─── Record list

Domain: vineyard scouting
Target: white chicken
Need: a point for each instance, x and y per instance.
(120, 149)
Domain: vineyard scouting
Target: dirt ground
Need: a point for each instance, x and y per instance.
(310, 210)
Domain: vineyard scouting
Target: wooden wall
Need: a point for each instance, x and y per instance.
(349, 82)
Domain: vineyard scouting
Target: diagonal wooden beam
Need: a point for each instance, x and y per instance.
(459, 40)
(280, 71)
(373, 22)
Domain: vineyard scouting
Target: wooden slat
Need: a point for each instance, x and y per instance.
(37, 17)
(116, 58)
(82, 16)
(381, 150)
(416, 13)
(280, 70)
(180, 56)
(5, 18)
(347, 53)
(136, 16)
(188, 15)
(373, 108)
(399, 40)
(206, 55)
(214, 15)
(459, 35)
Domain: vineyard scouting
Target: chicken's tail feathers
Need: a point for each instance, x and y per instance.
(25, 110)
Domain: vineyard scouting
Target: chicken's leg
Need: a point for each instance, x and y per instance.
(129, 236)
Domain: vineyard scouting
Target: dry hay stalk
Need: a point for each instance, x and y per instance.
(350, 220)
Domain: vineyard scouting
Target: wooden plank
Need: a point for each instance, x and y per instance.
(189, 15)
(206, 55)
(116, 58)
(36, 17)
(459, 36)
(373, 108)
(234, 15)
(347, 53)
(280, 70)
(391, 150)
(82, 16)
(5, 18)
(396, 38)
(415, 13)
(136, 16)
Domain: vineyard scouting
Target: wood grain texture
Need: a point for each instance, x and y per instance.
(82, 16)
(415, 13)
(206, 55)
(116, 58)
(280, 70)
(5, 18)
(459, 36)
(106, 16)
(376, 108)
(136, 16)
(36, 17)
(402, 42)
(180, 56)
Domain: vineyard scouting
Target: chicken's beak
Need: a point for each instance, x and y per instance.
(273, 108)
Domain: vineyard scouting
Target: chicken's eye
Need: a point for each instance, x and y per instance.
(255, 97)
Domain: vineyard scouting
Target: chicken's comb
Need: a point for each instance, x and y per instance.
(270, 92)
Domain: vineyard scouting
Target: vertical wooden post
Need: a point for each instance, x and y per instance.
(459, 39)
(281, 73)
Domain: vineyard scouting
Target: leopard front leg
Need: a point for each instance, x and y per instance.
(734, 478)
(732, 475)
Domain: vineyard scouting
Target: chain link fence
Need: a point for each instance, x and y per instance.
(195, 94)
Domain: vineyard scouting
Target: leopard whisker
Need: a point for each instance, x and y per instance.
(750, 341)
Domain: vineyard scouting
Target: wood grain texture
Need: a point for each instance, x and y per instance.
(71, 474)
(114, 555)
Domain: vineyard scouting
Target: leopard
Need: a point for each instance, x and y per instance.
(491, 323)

──────

• **Task directions**:
Which lines in the listing above contain the word "wooden"? Pull out each of them.

• **Final result**:
Target: wooden wall
Target: diagonal wooden beam
Target: wooden slat
Target: wooden plank
Target: vertical wooden post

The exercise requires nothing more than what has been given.